start PAGE EXTRACT

Chapter 21, Problem 21.60QP

Interpretation Introduction

Interpretation: The $\text{pH}$ value of $1.00\times {10}^{-3}\text{M}$ solution of cysteine is to be calculated. Selenocysteine being a stronger acid than cysteine is to be validated.

Concept introduction: The negative logarithm of the hydrogen ion concentration of a solution is known as $\text{pH}$.

The $\text{pH}$ is calculated by the formula,

$\text{pH=}-\log \left[{\text{H}}^{+}\right]$

To determine: The $\text{pH}$ value of $1.00\times {10}^{-3}\text{M}$ solution of cysteine and if selenocysteine is a stronger acid than cysteine.

Answer to Problem 21.60QP

Solution

The $\text{pH}$ value of $1.00\times {10}^{-3}\text{M}$ solution of cysteine is $\underset{\_}{4.80}$.

Selenocysteine is a stronger acid than cysteine.

Explanation of Solution

Explanation

Given

The concentration of solution of cysteine is $1.00\times {10}^{-3}\text{M}$.

The value of $\text{p}{K}_{{\text{a}}_{\text{1}}}$ is $1.7$.

The value of $\text{p}{K}_{{\text{a}}_2}$ is $8.3$.

The negative logarithm of the hydrogen ion concentration of a solution is known as $\text{pH}$.

The $\text{pH}$ is calculated by the formula,

$\text{pH=}-\log \left[{\text{H}}^{+}\right]$ (1)

Where,

• $\left[{\text{H}}^{+}\right]$ is concentration of ${\text{H}}^{+}$ ions.

The negative logarithm to the equilibrium constant for the acidic reaction is known as $\text{p}{K}_{\text{a}}$. It is calculated by the formula,

$\text{p}{K}_{\text{a}}=-\log K_{\text{a}}$

Where,

• $K_{\text{a}}$ is equilibrium constant for the acidic reaction.

The value of $K_{\text{a}}$ is calculated by the formula,

$K_{\text{a}}={10}^{-\text{p}{K}_{\text{a}}}$ (2)

The reaction of selenocysteine in ionized form is,

$\text{Cysteine}\left(aq\right)\to {\text{H}}^{+}\left(aq\right)+{\text{cysteine}}^{-}\left(aq\right)$

The equilibrium constant for the above reaction is,

$K_{\text{a}}=\frac{\left[{\text{H}}^{+}\right]\left[{\text{cysteine}}^{-}\right]}{\left[\text{Cysteine}\right]}$ (3)

Where,

• $K_{\text{a}}$ is equilibrium constant for the acidic reaction.
• $\left[{\text{H}}^{+}\right]$ is concentration of ${\text{H}}^{+}$ ions.
• $\left[{\text{cysteine}}^{-}\right]$ is concentration of cysteine ions.
• $\left[\text{Cysteine}\right]$ is concentration of cysteine.

end PAGE EXTRACT
start RECORD EXTRACTS

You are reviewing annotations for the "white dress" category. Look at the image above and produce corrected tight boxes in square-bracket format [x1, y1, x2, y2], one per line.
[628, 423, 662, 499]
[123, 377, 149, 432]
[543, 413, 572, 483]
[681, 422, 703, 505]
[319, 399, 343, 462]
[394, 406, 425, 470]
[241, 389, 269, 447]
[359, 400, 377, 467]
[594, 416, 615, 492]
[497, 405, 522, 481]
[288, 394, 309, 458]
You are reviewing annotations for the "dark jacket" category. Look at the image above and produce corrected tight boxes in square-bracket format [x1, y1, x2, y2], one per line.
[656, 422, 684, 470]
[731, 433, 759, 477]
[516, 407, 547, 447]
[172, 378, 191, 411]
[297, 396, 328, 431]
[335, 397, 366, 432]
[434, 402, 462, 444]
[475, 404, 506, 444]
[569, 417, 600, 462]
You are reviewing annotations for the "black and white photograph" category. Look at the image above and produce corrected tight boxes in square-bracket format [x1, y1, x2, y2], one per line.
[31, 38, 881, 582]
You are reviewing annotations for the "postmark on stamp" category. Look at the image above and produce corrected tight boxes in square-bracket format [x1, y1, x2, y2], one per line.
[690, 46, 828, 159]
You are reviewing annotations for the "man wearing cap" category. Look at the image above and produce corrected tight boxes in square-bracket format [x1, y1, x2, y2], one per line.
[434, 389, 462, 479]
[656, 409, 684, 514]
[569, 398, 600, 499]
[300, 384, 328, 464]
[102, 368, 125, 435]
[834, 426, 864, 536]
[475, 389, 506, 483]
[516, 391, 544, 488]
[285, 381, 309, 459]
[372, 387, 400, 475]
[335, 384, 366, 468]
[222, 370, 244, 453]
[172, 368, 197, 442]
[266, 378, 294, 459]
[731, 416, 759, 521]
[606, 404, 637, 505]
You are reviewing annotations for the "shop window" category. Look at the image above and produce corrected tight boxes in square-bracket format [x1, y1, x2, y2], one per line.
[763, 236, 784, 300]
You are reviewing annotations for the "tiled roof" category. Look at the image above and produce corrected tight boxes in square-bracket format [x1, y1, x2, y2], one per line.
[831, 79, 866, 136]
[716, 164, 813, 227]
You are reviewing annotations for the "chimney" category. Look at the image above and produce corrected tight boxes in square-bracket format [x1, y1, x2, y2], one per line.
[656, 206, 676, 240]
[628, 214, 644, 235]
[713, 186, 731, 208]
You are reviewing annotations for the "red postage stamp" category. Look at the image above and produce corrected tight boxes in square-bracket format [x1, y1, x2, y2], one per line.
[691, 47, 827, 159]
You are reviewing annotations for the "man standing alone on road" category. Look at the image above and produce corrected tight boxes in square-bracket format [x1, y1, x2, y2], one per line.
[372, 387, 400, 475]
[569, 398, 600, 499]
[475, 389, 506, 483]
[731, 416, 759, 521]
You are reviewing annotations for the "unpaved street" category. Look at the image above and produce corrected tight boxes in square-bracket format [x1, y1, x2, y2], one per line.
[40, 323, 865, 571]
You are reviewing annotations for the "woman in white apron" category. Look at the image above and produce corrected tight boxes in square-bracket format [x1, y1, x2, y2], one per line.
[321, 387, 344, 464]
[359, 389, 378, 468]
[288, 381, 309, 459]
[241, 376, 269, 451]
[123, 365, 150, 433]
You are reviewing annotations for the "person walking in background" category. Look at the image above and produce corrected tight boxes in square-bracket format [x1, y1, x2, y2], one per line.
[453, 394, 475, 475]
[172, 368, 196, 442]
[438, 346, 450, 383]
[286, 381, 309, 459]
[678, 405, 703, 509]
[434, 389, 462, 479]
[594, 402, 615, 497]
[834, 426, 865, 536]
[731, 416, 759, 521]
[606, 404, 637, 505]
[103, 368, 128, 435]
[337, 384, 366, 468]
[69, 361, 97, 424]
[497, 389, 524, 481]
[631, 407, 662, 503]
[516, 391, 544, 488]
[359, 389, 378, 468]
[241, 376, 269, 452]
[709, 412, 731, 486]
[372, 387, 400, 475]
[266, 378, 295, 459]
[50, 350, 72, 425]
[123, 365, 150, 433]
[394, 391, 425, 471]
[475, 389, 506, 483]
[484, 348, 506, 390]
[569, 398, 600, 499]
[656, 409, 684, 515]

end RECORD EXTRACTS

*EXERCISE INSTRUCTIONS*:
[a] What value of pKa1 does the worked solution on cysteine give?
[b] Write the next part of the worked solution on cysteine, picking up after its final line.
The listing was drawn from a separate source.

*EXPECTED OUTPUTS*:
[a] 1.7

[b]
The value of $\text{p}{K}_{\text{a}}$ is calculated by the formula,

$\text{p}{K}_{\text{a}}=\text{p}{K}_{a_2}-\text{p}{K}_{a_1}$

Substitute the given values of $\text{p}{K}_{{\text{a}}_{\text{1}}}$ and $\text{p}{K}_{{\text{a}}_2}$ in the above expression.

$\begin{array}{c}\text{p}{K}_{\text{a}}=8.3-1.7\\ =6.6\end{array}$

Substitute the value of $\text{p}{K}_{\text{a}}$ in equation $\left(2\right)$ to get the value of $K_{\text{a}}$.

$\begin{array}{c}{K}_{\text{a}}={10}^{-6.6}\\ =2.51\times {10}^{-7}\end{array}$

In the beginning of the reaction,

The initial concentration of cysteine is $1.00\times {10}^{-3}\text{M}$.

The initial concentration of cysteine ions is $0$.

The initial concentration of ${\text{H}}^{+}$ ions is $0$.

At equilibrium,

The moles of reactant (cysteine) that is used up is assumed to be $x$.

Therefore, concentration of cysteine is,

$\left[\text{Cysteine}\right]=\left(1.00\times {10}^{-3}-x\right)\text{M}$

The value of $x$ is very small in comparison with $1.00\times {10}^{-3}\text{M}$. So,

$\begin{array}{c}\left[\text{Cysteine}\right]=\left(1.00\times {10}^{-3}-x\right)\text{M}\\ \approx 1.00\times {10}^{-3}\text{M}\end{array}$

The concentration of product is assumed to be $x$ that is increased.

$\begin{array}{c}\left[{\text{H}}^{+}\right]=\left[{\text{Cysteine}}^{-}\right]\\ =x\text{M}\end{array}$

The table to show concentration of reactant and products

$\begin{array}{cccc}& \left[\text{Cysteine}\right]\text{M}& \left[{\text{Cysteine}}^{-}\right]\text{M}& \left[{\text{H}}^{+}\right]\text{M}\\ \text{Intial}& 1.00\times {10}^{-3}& 0& 0\\ \text{Change}& -x& +x& +x\\ \text{Equlibrium}& 1.00\times {10}^{-3}-x\cong 1.00\times {10}^{-3}& x& x\end{array}$

Substitute the values of $K_{\text{a}}$, $\left[\text{Cysteine}\right]$, $\left[{\text{Cysteine}}^{-}\right]$ and $\left[{\text{H}}^{+}\right]$ in the equation $\left(3\right)$

$\begin{array}{c}2.51\times {10}^{-7}=\frac{\left(x\right)\left(x\right)}{1.00\times {10}^{-3}\text{M}}\\ x=1.58\times {10}^{-5}\text{M}\end{array}$

Therefore, concentration of ${\text{H}}^{+}$ is $1.58\times {10}^{-5}\text{M}$.

Substitute the value of concentration of ${\text{H}}^{+}$ in equation $\left(1\right)$ to calculate the value of $\text{pH}$.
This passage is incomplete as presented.